_Tus instrucciones:_ Prolonga el relato sobre el rodaje de La Caída del Imperio Romano a partir de su última frase.

_Sección de texto:_
En 1964 tenía 10 años. Una vecina comentó a mis padres que estaban buscando niños para hacer de extras en una película que se estaba rodando en Madrid. Se llamaba La Caída del Imperio Romano. Samuel Bronston era el productor y Anthony Mann el director. Bronston ya había producido Rey de Reyes, El Cid y 55 días en Pekín, también rodada en los Estudios Chamartín, en la que casualmente mi hermano Jose Luis había hecho de extra. Tanto para este film como para La Caída del Imperio Romano se tuvieron que construir unos mega-estudios de exteriores en Las Rozas. Y fue aquí donde estuve durante 4 días, con mis tiernos 10 añitos, yendo a trabajar como extra, haciendo el papel de un niño bárbaro para La Caída del Imperio Romano. Mi madre me acompañaba siempre, nos levantábamos a las 4 de la mañana para llegar a Moncloa, un autobús nos recogía a todos los figurantes para llevarnos a los estudios de Las Rozas. El sueldo diario en aquellos tiempos era extraordinario. Creo recordar que 400 pesetas, algo que en aquella época venía muy bien a la economía familiar…todo aquello fue el punto de partida de mi historia de amor con el séptimo arte.

[Entradas de datos guardadas]

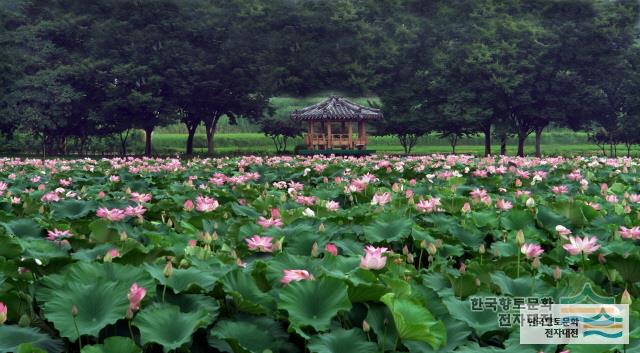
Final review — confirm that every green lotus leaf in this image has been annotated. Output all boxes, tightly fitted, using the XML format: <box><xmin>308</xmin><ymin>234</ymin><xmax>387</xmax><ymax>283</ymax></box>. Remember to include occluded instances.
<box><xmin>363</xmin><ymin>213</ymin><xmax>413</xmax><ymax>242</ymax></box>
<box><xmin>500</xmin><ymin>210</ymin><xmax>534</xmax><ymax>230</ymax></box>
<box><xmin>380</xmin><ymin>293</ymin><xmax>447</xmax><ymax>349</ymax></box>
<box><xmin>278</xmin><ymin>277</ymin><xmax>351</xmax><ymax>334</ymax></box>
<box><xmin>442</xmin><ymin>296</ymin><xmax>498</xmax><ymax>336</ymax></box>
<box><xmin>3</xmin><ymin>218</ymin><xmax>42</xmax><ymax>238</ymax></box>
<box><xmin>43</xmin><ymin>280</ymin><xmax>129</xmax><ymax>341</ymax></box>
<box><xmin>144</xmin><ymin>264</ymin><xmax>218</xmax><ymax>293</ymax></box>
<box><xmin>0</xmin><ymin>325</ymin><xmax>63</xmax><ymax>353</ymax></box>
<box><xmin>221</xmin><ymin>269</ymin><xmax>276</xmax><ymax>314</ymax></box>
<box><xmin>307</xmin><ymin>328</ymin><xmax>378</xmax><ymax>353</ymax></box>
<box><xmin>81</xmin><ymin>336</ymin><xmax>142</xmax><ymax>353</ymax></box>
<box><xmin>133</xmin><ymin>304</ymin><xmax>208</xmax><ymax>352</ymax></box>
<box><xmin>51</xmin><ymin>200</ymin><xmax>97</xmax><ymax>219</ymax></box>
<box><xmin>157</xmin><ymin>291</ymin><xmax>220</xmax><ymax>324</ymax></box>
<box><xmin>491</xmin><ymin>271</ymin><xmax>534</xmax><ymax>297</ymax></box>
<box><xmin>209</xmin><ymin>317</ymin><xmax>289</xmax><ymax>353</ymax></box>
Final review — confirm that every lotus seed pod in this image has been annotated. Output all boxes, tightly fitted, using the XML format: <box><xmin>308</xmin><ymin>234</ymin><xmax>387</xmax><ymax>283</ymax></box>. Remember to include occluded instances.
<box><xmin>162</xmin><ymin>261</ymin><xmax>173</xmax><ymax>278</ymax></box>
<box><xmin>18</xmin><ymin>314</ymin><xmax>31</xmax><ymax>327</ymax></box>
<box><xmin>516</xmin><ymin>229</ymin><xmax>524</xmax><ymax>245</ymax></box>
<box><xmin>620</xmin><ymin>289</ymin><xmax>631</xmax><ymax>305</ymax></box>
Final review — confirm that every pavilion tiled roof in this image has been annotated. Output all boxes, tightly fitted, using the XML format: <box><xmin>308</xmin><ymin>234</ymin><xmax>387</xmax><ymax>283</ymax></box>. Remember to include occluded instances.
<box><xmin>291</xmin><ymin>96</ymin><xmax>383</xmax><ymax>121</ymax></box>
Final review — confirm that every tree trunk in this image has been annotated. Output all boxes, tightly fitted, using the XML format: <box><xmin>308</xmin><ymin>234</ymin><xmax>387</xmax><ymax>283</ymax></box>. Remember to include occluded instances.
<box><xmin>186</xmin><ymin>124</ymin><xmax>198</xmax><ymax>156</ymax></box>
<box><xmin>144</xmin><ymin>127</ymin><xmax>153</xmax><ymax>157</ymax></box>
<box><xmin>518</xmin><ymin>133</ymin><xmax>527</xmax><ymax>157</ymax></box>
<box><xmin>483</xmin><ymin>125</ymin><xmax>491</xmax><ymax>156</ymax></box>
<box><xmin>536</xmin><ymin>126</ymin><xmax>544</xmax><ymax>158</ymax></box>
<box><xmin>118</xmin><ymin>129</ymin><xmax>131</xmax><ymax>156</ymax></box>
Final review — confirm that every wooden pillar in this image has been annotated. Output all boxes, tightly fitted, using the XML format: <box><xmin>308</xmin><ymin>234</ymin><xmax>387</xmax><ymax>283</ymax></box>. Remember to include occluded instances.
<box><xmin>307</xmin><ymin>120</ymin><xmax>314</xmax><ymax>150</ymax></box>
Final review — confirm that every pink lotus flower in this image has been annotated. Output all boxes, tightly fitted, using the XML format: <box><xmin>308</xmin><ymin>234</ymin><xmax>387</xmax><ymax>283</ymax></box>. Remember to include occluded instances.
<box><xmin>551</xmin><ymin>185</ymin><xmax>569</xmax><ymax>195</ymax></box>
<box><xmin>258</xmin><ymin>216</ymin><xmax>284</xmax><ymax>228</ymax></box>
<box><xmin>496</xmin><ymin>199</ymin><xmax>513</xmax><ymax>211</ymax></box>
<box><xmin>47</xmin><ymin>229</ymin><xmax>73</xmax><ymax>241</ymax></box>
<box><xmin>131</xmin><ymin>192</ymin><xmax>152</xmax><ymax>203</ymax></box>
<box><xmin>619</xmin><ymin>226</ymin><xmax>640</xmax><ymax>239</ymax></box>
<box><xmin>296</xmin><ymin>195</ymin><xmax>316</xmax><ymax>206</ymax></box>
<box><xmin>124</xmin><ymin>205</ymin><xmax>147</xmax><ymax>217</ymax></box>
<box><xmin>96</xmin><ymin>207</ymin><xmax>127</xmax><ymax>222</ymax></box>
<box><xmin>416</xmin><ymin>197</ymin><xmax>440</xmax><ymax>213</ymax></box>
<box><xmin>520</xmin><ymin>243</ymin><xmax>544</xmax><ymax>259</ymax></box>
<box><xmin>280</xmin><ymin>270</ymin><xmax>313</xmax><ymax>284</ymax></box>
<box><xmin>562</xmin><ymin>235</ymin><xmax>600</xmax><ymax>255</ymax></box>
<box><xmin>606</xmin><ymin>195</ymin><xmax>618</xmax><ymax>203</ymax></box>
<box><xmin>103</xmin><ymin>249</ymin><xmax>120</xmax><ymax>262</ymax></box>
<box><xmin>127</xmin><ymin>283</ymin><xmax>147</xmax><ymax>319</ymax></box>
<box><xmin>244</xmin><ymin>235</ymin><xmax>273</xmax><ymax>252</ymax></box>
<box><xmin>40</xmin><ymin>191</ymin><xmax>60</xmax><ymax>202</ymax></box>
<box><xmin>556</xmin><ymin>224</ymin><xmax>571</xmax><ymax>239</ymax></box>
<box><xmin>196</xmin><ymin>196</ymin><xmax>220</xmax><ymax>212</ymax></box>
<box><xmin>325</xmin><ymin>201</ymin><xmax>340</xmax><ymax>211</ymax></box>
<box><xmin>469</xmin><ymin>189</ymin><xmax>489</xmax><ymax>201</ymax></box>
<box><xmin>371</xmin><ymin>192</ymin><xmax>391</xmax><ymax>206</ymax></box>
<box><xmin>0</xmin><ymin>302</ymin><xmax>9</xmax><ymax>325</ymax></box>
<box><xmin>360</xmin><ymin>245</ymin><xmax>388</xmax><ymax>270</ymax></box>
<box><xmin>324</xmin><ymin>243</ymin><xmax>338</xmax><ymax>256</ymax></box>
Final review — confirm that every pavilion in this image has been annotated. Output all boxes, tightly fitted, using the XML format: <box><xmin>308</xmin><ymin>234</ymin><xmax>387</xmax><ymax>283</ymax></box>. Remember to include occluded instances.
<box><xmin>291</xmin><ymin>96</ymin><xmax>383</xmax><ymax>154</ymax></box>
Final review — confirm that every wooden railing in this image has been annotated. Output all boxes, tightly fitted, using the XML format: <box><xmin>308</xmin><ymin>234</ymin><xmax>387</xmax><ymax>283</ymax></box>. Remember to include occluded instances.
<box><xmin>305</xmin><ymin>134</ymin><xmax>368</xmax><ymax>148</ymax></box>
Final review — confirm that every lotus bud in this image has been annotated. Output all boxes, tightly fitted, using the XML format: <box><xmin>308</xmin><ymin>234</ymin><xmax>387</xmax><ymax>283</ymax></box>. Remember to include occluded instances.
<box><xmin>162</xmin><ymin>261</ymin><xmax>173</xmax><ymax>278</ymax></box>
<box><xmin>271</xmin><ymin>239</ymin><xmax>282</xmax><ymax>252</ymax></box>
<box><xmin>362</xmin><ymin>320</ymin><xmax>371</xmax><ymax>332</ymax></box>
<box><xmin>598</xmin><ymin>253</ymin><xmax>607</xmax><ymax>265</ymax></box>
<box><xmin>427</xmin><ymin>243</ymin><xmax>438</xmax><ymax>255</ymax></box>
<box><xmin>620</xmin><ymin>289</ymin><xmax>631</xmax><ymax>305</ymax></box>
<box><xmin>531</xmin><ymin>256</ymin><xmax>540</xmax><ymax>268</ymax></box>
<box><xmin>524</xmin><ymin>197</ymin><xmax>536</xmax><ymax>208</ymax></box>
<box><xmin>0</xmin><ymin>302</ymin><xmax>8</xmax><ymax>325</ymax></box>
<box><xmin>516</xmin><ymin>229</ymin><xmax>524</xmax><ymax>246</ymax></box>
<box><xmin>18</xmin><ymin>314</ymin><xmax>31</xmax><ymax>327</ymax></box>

==

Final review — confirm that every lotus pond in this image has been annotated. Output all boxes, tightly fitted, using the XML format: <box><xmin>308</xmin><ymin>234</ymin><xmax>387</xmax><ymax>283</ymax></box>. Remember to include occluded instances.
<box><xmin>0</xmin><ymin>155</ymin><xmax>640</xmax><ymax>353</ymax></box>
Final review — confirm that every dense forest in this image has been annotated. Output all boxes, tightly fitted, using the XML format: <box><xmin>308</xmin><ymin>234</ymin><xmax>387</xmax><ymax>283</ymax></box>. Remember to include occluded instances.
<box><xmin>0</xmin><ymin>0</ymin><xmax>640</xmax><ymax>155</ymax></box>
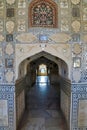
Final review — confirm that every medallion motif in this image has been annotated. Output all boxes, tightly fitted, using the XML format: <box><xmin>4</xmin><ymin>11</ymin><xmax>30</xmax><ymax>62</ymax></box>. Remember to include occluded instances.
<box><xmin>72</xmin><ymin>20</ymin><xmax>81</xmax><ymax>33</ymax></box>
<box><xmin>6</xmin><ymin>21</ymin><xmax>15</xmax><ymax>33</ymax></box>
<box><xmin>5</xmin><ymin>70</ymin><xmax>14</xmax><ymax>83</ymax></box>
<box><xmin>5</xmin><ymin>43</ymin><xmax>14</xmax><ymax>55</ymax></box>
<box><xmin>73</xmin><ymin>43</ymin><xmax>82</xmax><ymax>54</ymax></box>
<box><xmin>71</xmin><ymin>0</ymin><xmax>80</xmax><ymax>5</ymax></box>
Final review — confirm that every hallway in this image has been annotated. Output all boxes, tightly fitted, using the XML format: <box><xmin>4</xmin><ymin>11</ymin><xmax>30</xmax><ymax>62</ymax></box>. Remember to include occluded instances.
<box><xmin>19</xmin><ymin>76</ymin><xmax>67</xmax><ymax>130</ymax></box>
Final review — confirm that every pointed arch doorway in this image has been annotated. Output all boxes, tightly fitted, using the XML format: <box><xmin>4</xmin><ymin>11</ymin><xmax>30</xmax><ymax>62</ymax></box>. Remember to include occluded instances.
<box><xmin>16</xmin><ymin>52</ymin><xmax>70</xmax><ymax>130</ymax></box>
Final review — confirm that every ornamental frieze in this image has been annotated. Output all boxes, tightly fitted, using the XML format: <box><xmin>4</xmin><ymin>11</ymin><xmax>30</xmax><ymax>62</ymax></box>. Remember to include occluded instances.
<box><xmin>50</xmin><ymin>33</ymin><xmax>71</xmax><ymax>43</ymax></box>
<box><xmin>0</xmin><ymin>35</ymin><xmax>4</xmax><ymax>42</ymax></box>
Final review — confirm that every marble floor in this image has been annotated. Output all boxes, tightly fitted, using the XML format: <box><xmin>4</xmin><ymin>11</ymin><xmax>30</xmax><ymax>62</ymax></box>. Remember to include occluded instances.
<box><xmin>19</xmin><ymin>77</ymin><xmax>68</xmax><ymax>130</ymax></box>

_Respuesta al ejercicio:_
En su vocación cinematográfica, nuestro distrito ha servido de plató en multitud de películas como El Cochecito, de Marco Ferreri (1960), Madrid, Costa Fleming, de José María Forqué (1976), Maravillas, de Manuel Gutiérrez Aragón (1980), Pepi, Luci, Bom, de Pedro Almódovar (1980), rodadas en parte en algunos rincones de Chamartín. Otra fue con secuencias en la calle Alfonso XIII, en unos pinares que había cerca del arroyo Abroñigal.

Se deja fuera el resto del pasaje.